§ **What needs to be done**
The response should consist of the records, reproduced exactly.

------ The input ------

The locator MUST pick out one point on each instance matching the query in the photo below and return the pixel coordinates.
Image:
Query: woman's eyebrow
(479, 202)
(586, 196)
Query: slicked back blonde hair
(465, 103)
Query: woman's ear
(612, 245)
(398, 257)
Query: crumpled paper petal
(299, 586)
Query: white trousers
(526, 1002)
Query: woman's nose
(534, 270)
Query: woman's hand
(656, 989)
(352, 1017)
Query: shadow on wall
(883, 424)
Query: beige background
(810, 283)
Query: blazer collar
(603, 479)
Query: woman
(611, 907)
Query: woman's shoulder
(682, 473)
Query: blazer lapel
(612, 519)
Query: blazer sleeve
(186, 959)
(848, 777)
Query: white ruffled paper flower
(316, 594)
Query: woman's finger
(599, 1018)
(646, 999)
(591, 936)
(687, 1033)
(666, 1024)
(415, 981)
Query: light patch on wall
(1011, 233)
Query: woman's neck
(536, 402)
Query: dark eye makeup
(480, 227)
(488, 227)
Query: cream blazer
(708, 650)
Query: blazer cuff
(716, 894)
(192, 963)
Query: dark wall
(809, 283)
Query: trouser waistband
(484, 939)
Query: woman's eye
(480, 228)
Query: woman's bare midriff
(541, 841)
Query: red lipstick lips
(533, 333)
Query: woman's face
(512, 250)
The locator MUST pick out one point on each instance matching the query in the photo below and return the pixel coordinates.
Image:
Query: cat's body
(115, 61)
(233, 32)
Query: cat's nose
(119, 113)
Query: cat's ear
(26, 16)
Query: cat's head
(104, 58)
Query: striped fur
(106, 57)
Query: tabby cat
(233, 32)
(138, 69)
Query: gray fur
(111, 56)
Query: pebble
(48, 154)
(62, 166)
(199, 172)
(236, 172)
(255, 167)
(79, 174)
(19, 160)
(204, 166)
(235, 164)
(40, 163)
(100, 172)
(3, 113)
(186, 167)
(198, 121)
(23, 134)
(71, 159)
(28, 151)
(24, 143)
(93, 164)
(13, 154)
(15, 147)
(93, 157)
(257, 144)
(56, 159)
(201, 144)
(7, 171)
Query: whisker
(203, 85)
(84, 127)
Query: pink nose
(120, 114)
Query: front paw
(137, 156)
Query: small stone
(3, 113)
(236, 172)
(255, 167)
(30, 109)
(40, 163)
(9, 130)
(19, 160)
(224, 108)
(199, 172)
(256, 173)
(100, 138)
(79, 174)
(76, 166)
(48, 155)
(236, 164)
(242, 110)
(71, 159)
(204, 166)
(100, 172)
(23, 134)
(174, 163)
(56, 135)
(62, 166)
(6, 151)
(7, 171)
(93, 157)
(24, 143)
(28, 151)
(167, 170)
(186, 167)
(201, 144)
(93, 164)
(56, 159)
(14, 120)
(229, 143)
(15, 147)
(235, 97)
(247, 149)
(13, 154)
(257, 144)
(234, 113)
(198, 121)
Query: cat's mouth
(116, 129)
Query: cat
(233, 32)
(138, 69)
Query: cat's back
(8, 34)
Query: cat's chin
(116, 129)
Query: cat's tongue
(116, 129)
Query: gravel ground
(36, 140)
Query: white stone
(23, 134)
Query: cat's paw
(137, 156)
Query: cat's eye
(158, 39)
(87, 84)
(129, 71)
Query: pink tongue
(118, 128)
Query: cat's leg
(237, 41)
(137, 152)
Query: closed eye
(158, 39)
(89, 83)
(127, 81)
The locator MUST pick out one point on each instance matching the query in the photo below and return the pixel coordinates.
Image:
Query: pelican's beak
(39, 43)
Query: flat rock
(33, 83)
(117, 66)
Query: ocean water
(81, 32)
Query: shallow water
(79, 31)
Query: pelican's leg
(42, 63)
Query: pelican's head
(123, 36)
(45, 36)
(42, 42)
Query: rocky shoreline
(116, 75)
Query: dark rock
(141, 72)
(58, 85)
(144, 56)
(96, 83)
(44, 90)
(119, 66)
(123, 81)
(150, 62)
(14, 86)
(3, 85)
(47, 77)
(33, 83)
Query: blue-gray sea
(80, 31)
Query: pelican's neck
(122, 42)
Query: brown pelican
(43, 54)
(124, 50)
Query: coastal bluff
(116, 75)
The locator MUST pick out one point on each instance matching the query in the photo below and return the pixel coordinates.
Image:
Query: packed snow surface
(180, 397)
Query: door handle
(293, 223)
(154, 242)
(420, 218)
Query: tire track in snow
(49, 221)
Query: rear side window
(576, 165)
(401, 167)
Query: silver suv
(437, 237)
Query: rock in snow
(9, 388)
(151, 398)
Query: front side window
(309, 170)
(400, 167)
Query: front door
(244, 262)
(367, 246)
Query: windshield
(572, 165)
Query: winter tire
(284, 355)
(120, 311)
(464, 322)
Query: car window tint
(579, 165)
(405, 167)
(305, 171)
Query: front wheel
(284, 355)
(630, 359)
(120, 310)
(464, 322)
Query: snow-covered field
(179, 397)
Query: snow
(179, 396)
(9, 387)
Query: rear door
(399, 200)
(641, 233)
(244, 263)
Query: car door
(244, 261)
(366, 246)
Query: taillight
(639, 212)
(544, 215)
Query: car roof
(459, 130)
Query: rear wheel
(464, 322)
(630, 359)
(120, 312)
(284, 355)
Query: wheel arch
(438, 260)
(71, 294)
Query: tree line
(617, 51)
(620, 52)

------

§ **Completed exercise**
The locator MUST pick out one point on each instance matching the query in the photo below and return the pixel coordinates.
Image:
Query: woman's eyebrow
(479, 202)
(586, 196)
Query: slicked back blonde hair
(465, 103)
Query: woman's ear
(612, 245)
(398, 257)
Query: crumpled paper petal
(299, 586)
Query: white trousers
(526, 1002)
Query: woman's nose
(534, 270)
Query: woman's hand
(656, 989)
(352, 1017)
Query: shadow on wall
(883, 424)
Query: beige background
(810, 283)
Query: blazer collar
(603, 479)
Query: woman
(611, 907)
Query: woman's shoulder
(682, 473)
Query: blazer lapel
(612, 519)
Query: blazer sleeve
(186, 959)
(848, 777)
Query: white ruffled paper flower
(316, 594)
Query: woman's finger
(599, 1018)
(646, 999)
(591, 936)
(687, 1033)
(666, 1024)
(415, 981)
Query: light patch on wall
(1011, 233)
Query: woman's neck
(536, 402)
Query: dark eye makeup
(480, 227)
(488, 227)
Query: cream blazer
(708, 650)
Query: blazer cuff
(716, 894)
(192, 963)
Query: dark wall
(809, 283)
Query: trouser waistband
(484, 939)
Query: woman's eye
(480, 228)
Query: woman's bare midriff
(541, 841)
Query: red lipstick lips
(533, 333)
Query: woman's face
(512, 250)
The locator MUST pick out one point on each instance matching the query in the photo below and return the pixel coordinates.
Image:
Query: cat's body
(115, 61)
(233, 32)
Query: cat's nose
(119, 113)
Query: cat's ear
(26, 16)
Query: cat's head
(104, 58)
Query: striped fur
(106, 57)
Query: tabby cat
(233, 32)
(138, 69)
Query: gray fur
(111, 56)
Query: pebble
(48, 154)
(62, 166)
(199, 172)
(236, 172)
(255, 167)
(79, 174)
(19, 160)
(204, 166)
(235, 164)
(40, 163)
(100, 172)
(3, 113)
(186, 167)
(198, 121)
(23, 134)
(71, 159)
(28, 151)
(24, 143)
(93, 164)
(13, 154)
(15, 147)
(93, 157)
(257, 144)
(56, 159)
(201, 144)
(7, 171)
Query: whisker
(203, 85)
(84, 127)
Query: pink nose
(120, 114)
Query: front paw
(137, 156)
Query: small stone
(3, 113)
(236, 172)
(255, 167)
(30, 109)
(40, 163)
(9, 130)
(19, 160)
(224, 108)
(199, 172)
(256, 173)
(100, 138)
(79, 174)
(76, 166)
(48, 155)
(236, 164)
(242, 110)
(71, 159)
(204, 166)
(100, 172)
(23, 134)
(174, 163)
(56, 135)
(62, 166)
(6, 151)
(7, 171)
(93, 157)
(24, 143)
(28, 151)
(167, 170)
(186, 167)
(201, 144)
(93, 164)
(56, 159)
(14, 120)
(229, 143)
(15, 147)
(235, 97)
(247, 149)
(13, 154)
(257, 144)
(234, 113)
(198, 121)
Query: cat's mouth
(116, 129)
Query: cat
(233, 32)
(138, 69)
Query: cat's back
(8, 34)
Query: cat's chin
(116, 129)
Query: cat's tongue
(116, 129)
Query: gravel ground
(36, 140)
Query: white stone
(23, 134)
Query: cat's paw
(137, 156)
Query: cat's eye
(158, 39)
(87, 84)
(129, 71)
Query: pink tongue
(118, 128)
Query: cat's leg
(237, 41)
(137, 152)
Query: closed eye
(158, 39)
(89, 83)
(127, 81)
The locator MUST pick out one point on each instance matching the query in the photo below and return the pixel coordinates.
Image:
Query: pelican's beak
(39, 43)
Query: flat rock
(33, 83)
(117, 66)
Query: ocean water
(81, 32)
Query: shallow water
(79, 31)
Query: pelican's leg
(42, 63)
Query: pelican's head
(123, 36)
(45, 36)
(42, 42)
Query: rocky shoreline
(116, 75)
Query: dark rock
(141, 72)
(58, 85)
(144, 56)
(96, 83)
(44, 90)
(119, 66)
(123, 81)
(150, 62)
(14, 86)
(3, 85)
(47, 77)
(33, 83)
Query: blue-gray sea
(80, 31)
Query: pelican's neck
(122, 42)
Query: brown pelican
(43, 54)
(124, 50)
Query: coastal bluff
(116, 75)
The locator MUST pick out one point on each instance matching the query in the photo below and return the pixel coordinates.
Image:
Query: packed snow surface
(180, 397)
Query: door handle
(293, 223)
(154, 242)
(420, 218)
Query: tire track in snow
(49, 221)
Query: rear side window
(576, 165)
(401, 167)
Query: silver suv
(437, 237)
Query: rock in snow
(9, 388)
(151, 398)
Query: front side window
(309, 170)
(400, 167)
Query: front door
(244, 262)
(367, 246)
Query: windshield
(572, 165)
Query: winter tire
(284, 355)
(120, 311)
(464, 322)
Query: car window tint
(579, 165)
(405, 167)
(305, 171)
Query: front wheel
(284, 355)
(630, 359)
(120, 310)
(464, 322)
Query: snow-covered field
(179, 397)
Query: snow
(179, 396)
(9, 387)
Query: rear door
(399, 200)
(641, 233)
(244, 263)
Query: car door
(244, 261)
(366, 246)
Query: taillight
(639, 212)
(544, 215)
Query: car roof
(459, 130)
Query: rear wheel
(464, 322)
(630, 359)
(120, 312)
(284, 355)
Query: wheel arch
(438, 260)
(71, 294)
Query: tree line
(617, 51)
(620, 52)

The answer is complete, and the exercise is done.